(Problem to solve)
Rewrite the lines starting at the one that contains "In this exercise you will mark the white window" and ending at the last line, with "thickest" replaced by "widest" and nothing else changed.
━━━ Records supplied ━━━
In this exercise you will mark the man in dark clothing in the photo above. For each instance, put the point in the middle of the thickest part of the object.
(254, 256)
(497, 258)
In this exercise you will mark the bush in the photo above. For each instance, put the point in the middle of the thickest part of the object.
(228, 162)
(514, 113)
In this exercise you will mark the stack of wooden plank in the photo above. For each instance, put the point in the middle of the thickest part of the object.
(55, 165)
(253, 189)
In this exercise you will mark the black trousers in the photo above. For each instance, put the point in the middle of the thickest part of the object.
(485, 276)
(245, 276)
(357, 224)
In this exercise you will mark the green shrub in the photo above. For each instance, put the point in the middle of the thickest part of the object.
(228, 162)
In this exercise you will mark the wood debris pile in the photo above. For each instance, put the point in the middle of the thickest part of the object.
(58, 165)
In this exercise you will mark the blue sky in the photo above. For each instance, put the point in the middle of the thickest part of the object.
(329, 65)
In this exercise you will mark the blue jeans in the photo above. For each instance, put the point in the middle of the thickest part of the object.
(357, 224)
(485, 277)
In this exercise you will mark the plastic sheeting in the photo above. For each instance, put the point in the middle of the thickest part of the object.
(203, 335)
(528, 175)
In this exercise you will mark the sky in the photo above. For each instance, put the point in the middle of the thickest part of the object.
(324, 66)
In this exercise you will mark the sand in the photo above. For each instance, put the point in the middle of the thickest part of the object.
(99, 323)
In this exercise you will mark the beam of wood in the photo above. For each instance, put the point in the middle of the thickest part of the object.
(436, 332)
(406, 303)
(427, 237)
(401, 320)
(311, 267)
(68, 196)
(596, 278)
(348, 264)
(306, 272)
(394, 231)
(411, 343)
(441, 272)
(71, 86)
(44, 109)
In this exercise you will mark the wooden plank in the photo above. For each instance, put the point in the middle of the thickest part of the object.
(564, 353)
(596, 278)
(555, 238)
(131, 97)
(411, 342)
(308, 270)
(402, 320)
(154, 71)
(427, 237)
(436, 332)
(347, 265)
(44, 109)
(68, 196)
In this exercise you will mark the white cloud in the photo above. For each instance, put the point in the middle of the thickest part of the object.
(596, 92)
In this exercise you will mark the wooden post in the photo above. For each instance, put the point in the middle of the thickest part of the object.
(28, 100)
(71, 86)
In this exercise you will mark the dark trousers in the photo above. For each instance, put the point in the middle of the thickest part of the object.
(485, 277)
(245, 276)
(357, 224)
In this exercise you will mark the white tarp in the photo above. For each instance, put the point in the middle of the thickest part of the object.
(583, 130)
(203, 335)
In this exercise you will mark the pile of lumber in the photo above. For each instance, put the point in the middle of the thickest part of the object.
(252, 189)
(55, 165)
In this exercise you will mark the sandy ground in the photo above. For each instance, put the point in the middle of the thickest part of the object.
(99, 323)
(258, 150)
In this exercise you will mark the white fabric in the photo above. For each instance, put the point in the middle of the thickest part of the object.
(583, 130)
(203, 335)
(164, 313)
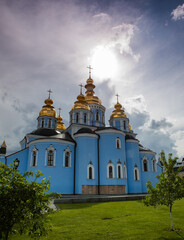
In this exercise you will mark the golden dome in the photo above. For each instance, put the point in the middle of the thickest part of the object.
(118, 112)
(60, 124)
(48, 109)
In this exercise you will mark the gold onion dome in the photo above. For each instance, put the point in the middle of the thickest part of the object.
(118, 112)
(60, 124)
(48, 109)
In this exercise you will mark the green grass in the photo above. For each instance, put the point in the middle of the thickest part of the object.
(115, 220)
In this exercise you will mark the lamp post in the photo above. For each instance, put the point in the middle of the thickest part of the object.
(16, 163)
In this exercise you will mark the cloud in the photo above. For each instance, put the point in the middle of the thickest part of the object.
(178, 13)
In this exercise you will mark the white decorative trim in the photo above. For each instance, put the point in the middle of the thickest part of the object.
(110, 165)
(31, 160)
(93, 172)
(67, 150)
(121, 170)
(50, 148)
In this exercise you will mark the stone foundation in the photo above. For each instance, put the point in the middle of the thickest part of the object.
(104, 189)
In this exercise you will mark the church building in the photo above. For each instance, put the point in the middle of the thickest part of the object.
(87, 157)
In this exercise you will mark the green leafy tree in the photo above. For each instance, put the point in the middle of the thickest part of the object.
(24, 205)
(169, 188)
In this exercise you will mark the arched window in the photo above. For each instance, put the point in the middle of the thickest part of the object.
(136, 174)
(67, 157)
(119, 171)
(154, 165)
(50, 156)
(85, 117)
(125, 171)
(42, 123)
(118, 143)
(77, 117)
(145, 165)
(90, 172)
(97, 116)
(49, 123)
(110, 171)
(34, 153)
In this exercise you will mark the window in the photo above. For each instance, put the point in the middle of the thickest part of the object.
(90, 172)
(110, 171)
(49, 123)
(85, 117)
(42, 123)
(125, 171)
(97, 116)
(77, 117)
(50, 158)
(119, 171)
(67, 157)
(34, 157)
(136, 174)
(145, 165)
(154, 165)
(118, 143)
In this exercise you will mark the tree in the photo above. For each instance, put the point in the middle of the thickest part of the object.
(169, 188)
(23, 204)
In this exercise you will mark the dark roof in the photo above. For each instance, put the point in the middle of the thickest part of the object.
(85, 130)
(53, 134)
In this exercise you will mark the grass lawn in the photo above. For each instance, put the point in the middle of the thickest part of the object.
(115, 220)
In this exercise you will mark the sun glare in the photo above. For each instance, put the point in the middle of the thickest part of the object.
(104, 62)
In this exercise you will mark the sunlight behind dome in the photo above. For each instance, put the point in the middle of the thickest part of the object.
(104, 62)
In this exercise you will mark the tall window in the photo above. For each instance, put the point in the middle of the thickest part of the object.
(77, 117)
(110, 171)
(90, 171)
(67, 159)
(136, 174)
(42, 123)
(50, 158)
(145, 165)
(49, 123)
(85, 117)
(119, 171)
(34, 158)
(118, 143)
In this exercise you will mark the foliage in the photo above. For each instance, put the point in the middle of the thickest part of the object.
(169, 188)
(23, 204)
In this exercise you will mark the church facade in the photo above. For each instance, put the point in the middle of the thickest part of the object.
(87, 157)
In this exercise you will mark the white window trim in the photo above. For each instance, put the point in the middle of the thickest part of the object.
(136, 168)
(145, 158)
(64, 155)
(110, 165)
(118, 139)
(31, 162)
(46, 155)
(121, 171)
(93, 172)
(125, 171)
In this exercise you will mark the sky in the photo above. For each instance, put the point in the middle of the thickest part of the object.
(135, 48)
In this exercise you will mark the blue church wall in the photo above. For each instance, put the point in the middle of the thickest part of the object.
(133, 163)
(86, 153)
(150, 173)
(58, 172)
(109, 155)
(22, 157)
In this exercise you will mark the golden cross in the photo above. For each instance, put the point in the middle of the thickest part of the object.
(90, 70)
(80, 85)
(49, 92)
━━━
(Result of this task)
In this exercise you will mark the white window trim in the photo above. For each instance, put the point in the middle of the widest part of the object.
(136, 168)
(145, 158)
(64, 155)
(110, 165)
(118, 139)
(31, 162)
(46, 155)
(121, 171)
(93, 172)
(125, 171)
In this exercise you will mark the sky in the photo above. For each instance, put the point in the middle of the widest part of the object.
(135, 48)
In this exercise you will mark the blue church wall in the photo above. For each instance, put the point in the middle of the widest part of the object.
(133, 163)
(86, 153)
(150, 173)
(58, 172)
(109, 155)
(22, 157)
In this exercise you will mark the golden cross in the photo above. For each instance, put the point in the middle of the widest part of the object.
(90, 70)
(80, 85)
(49, 92)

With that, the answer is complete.